### What is asked
Write out the Governors Island passage below word for word, starting with "Governors Island is" and going on through "you're into that.".

I recommend taking the (free!) National Parks tour of Castle Williams, even if you're not an eighty-year-old super nerd like me. The views from the top of the former fort (and jail, and haunted house, etc.) are pretty stunning, and the interior just went through a extensive renovation — open to the public for the first time in its 200-year history.

Governors Island is pretty much the perfect place to take a picnic, but if all you brought was your iced coffee (like me) there are a bunch of food trucks and places to grab a snack. I'm the worst person in the world to talk about food, but just trust me when I say you won't be disappointed or hungry.

There is also an island-wide art festival of sorts going on all summer long. I don't have the best grasp on it as a whole, but everywhere you look there are art installations or performances. Some of them were cool — like a huge hut made of plastic milk jugs, but most of the "performance" art is kind of beyond me. As I was walking to the ferry dock, a grown woman in a fairy costume walked by me blowing bubbles — totally cool I guess if you're into that.

### Data rows
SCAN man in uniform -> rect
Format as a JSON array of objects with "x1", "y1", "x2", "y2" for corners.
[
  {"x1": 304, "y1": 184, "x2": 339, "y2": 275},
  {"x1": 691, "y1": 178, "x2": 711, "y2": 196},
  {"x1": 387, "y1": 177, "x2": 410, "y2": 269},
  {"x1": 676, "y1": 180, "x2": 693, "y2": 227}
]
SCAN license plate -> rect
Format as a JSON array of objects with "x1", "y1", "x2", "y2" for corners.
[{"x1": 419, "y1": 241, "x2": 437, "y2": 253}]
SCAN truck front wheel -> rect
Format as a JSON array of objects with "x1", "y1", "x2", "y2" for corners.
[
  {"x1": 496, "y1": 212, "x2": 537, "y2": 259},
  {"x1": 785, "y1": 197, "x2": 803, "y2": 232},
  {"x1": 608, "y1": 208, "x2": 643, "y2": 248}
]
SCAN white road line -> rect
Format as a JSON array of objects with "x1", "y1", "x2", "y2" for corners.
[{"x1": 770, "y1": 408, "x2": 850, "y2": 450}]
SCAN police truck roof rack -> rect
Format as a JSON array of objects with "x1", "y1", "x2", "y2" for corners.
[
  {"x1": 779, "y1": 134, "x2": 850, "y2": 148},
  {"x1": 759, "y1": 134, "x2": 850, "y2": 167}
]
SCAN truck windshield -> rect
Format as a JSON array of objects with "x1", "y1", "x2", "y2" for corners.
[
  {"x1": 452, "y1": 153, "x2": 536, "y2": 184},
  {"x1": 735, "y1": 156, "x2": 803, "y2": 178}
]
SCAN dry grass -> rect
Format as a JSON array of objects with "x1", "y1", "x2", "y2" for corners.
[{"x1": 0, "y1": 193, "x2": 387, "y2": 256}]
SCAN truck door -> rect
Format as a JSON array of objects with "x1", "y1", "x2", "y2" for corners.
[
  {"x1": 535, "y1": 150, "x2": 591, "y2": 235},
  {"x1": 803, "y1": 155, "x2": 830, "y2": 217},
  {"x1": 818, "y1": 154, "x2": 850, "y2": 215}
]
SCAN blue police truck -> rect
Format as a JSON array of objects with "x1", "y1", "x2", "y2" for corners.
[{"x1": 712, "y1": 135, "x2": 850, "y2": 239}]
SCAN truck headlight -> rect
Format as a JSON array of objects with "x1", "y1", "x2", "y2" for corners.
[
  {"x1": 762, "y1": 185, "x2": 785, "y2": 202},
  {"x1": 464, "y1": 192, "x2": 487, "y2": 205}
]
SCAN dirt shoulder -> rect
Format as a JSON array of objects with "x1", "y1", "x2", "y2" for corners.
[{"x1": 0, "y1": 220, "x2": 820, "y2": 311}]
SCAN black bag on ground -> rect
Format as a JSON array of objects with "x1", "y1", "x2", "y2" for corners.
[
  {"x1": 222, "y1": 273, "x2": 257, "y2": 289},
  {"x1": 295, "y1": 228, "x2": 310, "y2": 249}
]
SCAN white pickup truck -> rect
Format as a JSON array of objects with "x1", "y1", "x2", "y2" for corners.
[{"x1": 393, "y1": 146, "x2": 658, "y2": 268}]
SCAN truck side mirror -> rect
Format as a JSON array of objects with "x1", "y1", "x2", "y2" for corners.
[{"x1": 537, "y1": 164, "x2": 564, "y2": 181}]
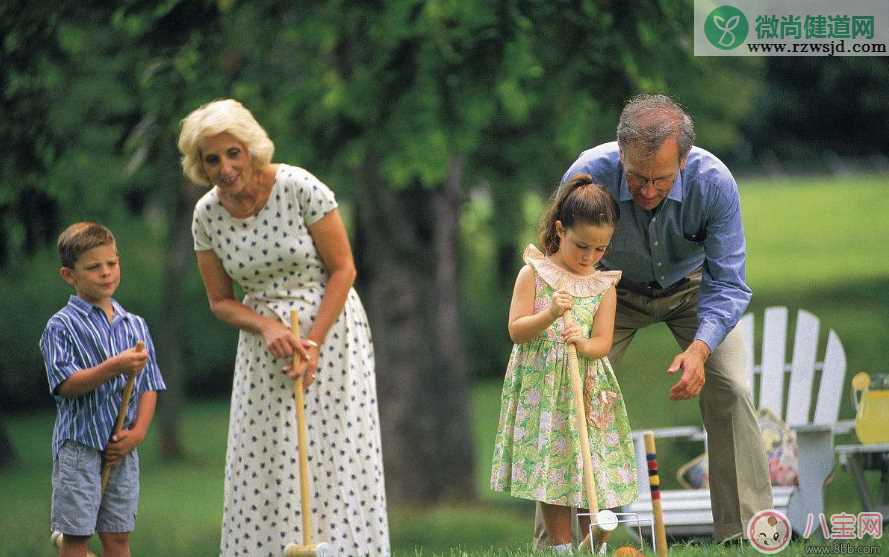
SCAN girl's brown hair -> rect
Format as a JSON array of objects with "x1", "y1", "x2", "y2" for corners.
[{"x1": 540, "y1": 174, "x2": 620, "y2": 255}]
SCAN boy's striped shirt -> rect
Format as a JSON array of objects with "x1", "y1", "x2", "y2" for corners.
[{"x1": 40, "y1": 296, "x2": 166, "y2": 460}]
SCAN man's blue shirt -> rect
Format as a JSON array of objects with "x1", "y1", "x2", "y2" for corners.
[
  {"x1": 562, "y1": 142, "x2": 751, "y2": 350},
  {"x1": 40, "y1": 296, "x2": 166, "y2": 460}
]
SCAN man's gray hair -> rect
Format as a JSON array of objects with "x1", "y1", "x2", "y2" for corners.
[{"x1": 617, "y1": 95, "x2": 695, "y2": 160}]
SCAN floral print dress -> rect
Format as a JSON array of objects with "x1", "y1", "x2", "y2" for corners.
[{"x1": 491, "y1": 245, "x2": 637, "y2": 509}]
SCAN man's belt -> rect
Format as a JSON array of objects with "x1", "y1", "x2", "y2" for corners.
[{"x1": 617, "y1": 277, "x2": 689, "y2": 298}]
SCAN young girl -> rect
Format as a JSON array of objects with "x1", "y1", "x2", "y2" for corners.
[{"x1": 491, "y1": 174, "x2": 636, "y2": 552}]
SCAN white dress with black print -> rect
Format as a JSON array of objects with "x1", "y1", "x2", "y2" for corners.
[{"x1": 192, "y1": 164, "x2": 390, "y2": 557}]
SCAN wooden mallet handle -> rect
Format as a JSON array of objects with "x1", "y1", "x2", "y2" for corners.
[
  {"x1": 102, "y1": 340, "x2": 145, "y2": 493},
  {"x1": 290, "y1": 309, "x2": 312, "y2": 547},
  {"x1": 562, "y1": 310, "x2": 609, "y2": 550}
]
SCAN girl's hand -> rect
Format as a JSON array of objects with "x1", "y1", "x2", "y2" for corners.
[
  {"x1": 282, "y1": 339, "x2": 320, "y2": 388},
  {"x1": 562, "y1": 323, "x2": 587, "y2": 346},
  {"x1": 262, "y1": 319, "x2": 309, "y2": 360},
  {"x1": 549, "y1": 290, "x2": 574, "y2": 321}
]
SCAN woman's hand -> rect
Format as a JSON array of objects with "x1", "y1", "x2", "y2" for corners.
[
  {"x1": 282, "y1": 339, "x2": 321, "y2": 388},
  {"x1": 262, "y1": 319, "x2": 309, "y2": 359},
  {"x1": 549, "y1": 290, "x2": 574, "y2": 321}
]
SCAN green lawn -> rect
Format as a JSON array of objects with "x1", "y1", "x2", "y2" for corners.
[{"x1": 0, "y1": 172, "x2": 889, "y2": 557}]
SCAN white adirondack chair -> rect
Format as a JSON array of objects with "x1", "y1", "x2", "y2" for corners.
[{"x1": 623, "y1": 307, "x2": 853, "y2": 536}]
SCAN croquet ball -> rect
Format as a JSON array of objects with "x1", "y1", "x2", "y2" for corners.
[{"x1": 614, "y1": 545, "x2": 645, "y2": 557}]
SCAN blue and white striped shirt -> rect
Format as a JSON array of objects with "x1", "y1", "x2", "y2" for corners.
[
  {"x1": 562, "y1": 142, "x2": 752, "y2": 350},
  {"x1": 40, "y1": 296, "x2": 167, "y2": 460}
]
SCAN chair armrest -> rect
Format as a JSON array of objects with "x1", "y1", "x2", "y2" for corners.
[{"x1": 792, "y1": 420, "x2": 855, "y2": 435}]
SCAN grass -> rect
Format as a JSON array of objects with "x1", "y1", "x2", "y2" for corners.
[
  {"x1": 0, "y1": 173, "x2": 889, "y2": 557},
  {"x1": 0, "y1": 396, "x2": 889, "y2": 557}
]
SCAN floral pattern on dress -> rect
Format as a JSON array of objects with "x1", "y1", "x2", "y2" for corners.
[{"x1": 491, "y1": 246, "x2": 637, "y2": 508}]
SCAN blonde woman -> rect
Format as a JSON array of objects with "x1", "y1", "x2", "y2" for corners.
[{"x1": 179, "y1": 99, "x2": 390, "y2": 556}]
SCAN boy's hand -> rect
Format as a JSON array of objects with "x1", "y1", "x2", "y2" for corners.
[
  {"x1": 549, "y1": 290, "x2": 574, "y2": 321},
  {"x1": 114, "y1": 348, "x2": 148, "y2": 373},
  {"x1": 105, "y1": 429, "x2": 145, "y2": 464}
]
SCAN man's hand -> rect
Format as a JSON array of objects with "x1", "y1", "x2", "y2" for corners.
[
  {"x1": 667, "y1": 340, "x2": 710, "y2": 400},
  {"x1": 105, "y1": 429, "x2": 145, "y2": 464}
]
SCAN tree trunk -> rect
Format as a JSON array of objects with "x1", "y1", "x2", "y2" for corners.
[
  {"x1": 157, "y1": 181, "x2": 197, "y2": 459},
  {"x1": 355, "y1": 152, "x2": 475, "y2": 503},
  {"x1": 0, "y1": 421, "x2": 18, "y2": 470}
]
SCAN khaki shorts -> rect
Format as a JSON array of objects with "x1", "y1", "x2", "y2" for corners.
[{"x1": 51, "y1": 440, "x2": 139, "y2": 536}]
* * *
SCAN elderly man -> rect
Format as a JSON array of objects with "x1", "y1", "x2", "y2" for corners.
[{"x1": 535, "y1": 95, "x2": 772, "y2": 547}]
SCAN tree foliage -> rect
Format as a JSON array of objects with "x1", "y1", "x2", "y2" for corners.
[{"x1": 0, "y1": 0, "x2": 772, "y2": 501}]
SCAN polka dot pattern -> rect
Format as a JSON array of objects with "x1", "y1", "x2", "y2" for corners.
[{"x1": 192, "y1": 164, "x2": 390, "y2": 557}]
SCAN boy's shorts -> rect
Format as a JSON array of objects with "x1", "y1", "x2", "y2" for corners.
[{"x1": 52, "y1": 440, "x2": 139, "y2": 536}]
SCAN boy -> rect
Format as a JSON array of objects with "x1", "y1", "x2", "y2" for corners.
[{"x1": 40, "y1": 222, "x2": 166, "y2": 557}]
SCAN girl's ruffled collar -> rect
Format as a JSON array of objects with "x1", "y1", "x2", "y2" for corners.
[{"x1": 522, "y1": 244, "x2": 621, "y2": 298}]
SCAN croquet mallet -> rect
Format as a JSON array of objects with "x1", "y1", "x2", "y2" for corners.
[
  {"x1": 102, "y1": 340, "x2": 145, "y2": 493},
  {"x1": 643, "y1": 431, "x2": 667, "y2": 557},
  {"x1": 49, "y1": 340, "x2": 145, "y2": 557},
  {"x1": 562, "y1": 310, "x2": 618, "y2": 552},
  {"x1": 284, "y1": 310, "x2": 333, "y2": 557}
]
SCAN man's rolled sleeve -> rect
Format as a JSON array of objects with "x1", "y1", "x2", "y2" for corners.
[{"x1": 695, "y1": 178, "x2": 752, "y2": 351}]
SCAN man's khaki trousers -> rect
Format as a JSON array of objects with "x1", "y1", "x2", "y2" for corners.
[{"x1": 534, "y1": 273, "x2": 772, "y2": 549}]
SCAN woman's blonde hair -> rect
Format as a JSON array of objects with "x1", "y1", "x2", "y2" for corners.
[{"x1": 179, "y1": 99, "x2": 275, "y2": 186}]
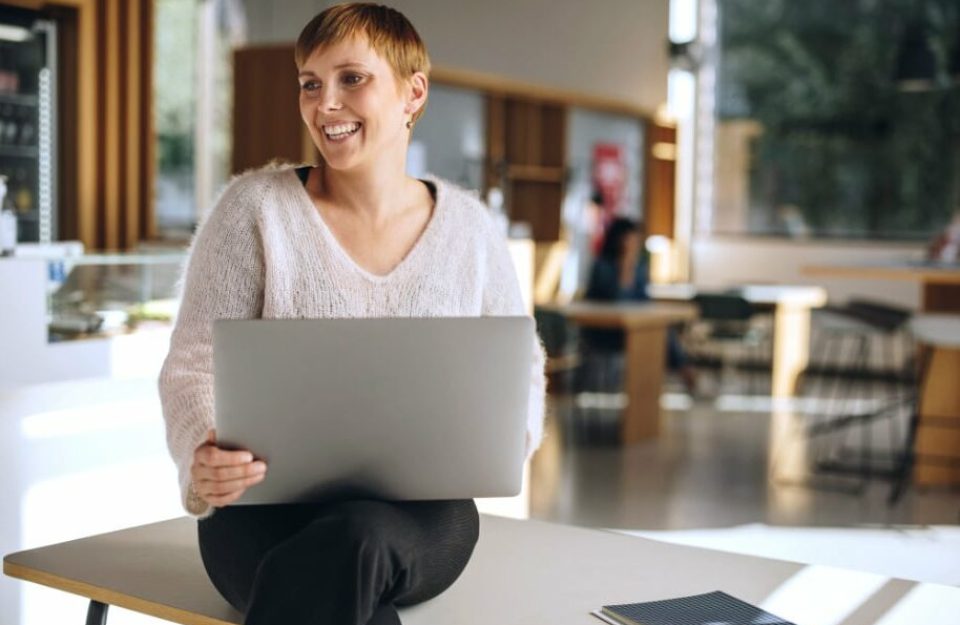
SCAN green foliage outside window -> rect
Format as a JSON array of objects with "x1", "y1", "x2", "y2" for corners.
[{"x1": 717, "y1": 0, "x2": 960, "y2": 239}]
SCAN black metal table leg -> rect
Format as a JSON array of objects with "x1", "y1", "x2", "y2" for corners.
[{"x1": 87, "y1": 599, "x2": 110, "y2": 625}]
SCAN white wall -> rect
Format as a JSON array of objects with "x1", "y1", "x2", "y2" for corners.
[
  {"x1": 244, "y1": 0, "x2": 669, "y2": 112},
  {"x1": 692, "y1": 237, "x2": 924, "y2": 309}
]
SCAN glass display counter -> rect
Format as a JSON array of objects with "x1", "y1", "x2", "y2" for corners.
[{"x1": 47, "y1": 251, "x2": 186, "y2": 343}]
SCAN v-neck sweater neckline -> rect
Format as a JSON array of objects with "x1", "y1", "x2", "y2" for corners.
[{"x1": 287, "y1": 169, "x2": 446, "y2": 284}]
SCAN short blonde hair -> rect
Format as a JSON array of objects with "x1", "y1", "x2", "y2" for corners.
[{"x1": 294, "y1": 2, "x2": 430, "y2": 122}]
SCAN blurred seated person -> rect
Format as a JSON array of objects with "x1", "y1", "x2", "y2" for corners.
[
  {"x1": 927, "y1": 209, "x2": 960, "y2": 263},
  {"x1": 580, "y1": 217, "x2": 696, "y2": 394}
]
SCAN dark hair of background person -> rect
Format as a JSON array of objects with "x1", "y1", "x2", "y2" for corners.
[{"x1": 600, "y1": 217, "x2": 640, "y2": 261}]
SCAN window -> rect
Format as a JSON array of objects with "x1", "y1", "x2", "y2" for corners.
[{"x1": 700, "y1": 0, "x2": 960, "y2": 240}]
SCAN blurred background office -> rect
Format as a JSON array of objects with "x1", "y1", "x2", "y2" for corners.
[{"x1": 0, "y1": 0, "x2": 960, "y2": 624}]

### Result of this exercise
Governors Island is pretty much the perfect place to take a picnic, but if all you brought was your iced coffee (like me) there are a bunch of food trucks and places to grab a snack. I'm the worst person in the world to talk about food, but just trust me when I say you won't be disappointed or hungry.

There is also an island-wide art festival of sorts going on all summer long. I don't have the best grasp on it as a whole, but everywhere you look there are art installations or performances. Some of them were cool — like a huge hut made of plastic milk jugs, but most of the "performance" art is kind of beyond me. As I was walking to the ferry dock, a grown woman in a fairy costume walked by me blowing bubbles — totally cool I guess if you're into that.